» **Exercise prompt**:
Write out each entry word for word.

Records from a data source
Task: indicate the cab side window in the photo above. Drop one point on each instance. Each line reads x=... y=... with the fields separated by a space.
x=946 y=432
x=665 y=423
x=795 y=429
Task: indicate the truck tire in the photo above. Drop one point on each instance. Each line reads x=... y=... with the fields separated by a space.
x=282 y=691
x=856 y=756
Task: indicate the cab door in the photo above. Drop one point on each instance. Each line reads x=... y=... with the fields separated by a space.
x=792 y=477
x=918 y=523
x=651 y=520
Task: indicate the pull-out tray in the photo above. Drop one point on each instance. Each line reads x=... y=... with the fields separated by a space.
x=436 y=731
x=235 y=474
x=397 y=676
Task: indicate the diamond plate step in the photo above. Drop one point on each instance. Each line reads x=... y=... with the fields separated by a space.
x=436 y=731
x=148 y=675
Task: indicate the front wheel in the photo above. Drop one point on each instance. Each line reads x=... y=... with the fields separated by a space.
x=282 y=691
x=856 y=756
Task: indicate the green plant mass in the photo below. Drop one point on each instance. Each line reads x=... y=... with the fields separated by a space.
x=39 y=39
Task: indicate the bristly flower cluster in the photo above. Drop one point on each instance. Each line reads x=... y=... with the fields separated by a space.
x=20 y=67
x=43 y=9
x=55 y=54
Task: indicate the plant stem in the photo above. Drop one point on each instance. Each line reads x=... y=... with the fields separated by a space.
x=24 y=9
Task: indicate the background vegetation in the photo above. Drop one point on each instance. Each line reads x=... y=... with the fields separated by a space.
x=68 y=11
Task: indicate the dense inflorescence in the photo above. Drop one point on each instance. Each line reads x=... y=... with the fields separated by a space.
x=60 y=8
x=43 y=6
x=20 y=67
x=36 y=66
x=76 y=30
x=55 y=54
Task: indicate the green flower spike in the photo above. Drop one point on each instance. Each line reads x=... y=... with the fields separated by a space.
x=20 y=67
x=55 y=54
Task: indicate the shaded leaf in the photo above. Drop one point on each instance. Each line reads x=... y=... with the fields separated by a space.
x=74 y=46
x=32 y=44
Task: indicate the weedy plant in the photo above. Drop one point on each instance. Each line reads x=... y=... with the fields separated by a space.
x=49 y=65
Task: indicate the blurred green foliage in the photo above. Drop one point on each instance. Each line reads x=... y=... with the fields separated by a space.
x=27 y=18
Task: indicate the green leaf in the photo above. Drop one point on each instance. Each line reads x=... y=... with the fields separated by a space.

» **Expected output**:
Task: indicate the cab side window in the photo above. Drop one point on each instance. Each line reads x=... y=... with the fields separated by a space.
x=946 y=432
x=665 y=423
x=795 y=429
Task: indicate the truck tire in the photo above. Drop one point on each instance. Each line reads x=... y=... with the fields separated by a space.
x=282 y=691
x=856 y=756
Task: indicate the cab door in the photo above. Drop one point on each instance. Each line reads x=... y=... with the fields separated by a space.
x=792 y=477
x=918 y=523
x=651 y=520
Task: indicate the pull-out tray in the photo above. Drop one point on each instance. Each line reads x=... y=... with the fields separated by a space.
x=436 y=731
x=235 y=474
x=397 y=676
Task: indicate the diamond plate step in the photo above. Drop one point on each instance. Each line reads x=... y=... with the fields separated by a space.
x=436 y=731
x=148 y=675
Task: indicate the front wheel in the photo above. Drop one point on each instance. Each line reads x=... y=... with the fields separated by a space.
x=282 y=691
x=856 y=756
Task: indicate the green plant mass in the photo below. Drop one point on each instance. Each line reads x=... y=... with the fields separated by a space.
x=39 y=39
Task: indicate the bristly flower cluster in the photo above. Drop one point on each instance. Each line reads x=... y=... with the fields separated by a space.
x=20 y=67
x=43 y=9
x=55 y=54
Task: indicate the plant stem in the photo above. Drop one point on each instance. Each line reads x=... y=... with the fields separated by a space.
x=24 y=9
Task: indicate the background vegetation in the photo above. Drop one point on each instance. Each line reads x=... y=... with the fields separated by a space.
x=68 y=11
Task: indicate the dense inflorescence in the photo above. Drop one point on each instance. Each line reads x=... y=... with the fields separated by a space.
x=60 y=8
x=43 y=6
x=20 y=67
x=36 y=66
x=76 y=30
x=55 y=54
Task: indicate the green flower spike in the photo above. Drop one point on each instance. Each line reads x=... y=... with the fields separated by a space.
x=20 y=67
x=55 y=54
Task: indicate the shaded leaf in the photo above. Drop one point on each instance. Each line reads x=... y=... with the fields separated by a space.
x=74 y=46
x=32 y=44
Task: indicate the weedy plant in the photo above. Drop one point on each instance. Each line reads x=... y=... with the fields separated by a space.
x=49 y=65
Task: indicate the blurred green foliage in the photo above. Drop one point on each instance. Each line reads x=... y=... with the fields separated by a space.
x=27 y=18
Task: indicate the green leaf in the photo above. Drop one point on each instance. Each line reads x=... y=... with the fields separated by a space.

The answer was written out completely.